MISCELÁNEA
( Pot-Pourri )
Publicado en Le Gaulois, el 3 de enero de 1883

     Que extraña es esta muchedumbre en los días de fiesta, zafia, torpe, endomingada, burdamente circulando, colocándose, estorbando en las aceras, especie de comida bulliciosa, macarrones humanos de los que se pueden cortar los hilos.
      ¡ Y miremos las cabezas ! cabezas de pueblo, cabezas mal cubiertas, cabezas grotescas. Son los provincianos de París que pasan.
      Los provincianos de Paris son los más curtidos de los provincianos, aquellos que nada los civilizará jamás.
     No saben nada, no sospechan nada de la vida ardiente, apasionada, enervante y precipitada de la gran ciudad en la que habitan. Están en París como estarían en Clermont-Ferrand, y eso únicamente porque han nacido en una piel de provinciano, nacidos para vivir en un pueblo. Están encerrados.

[Tarea planteada]: Pasa al inglés la siguiente oración del fragmento proporcionado: "No saben nada, no sospechan nada de la vida ardiente, apasionada, enervante y precipitada de la gran ciudad en la que habitan."

[Datos proporcionados]:
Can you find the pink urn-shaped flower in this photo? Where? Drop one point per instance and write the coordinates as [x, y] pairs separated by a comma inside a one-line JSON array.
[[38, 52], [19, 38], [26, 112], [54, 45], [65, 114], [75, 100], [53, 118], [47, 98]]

[Tarea resuelta]: They know nothing, they suspect nothing of the ardent, passionate, enervating and hurried life of the great city in which they live.